DATA IN THIS EXERCISE start

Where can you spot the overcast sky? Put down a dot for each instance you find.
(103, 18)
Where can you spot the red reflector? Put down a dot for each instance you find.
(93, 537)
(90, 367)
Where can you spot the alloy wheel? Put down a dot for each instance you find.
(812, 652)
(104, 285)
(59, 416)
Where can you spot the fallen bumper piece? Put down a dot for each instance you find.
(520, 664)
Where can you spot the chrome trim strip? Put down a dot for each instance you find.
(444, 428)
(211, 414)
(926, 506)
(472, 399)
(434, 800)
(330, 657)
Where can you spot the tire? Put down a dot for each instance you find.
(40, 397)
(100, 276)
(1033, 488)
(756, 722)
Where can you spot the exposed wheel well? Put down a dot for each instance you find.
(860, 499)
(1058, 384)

DATA IN THIS EXERCISE end

WHAT THE EXERCISE ASKS
Repeat every one of the items above word for word, changing nothing.

OUTPUT OF THE TASK
Where can you spot the overcast sky? Put down a dot for each instance you find.
(103, 18)
Where can you spot the red reflector? Put down a dot for each instance you find.
(93, 537)
(90, 367)
Where can you spot the alloy wheel? Put down a dot for each instance you find.
(812, 652)
(104, 285)
(59, 416)
Where can you spot the fallen bumper piece? Put down a dot for each instance you find.
(520, 664)
Where can you spot the chrome trim strip? Put down a dot for each instance you find.
(444, 428)
(211, 414)
(926, 506)
(472, 399)
(434, 800)
(330, 657)
Where can you spot the tire? Put down a dot for each instance you find.
(40, 397)
(100, 276)
(1033, 488)
(756, 722)
Where can you spot the exposed wheel well? Put down a dot for each instance you find.
(860, 499)
(1058, 384)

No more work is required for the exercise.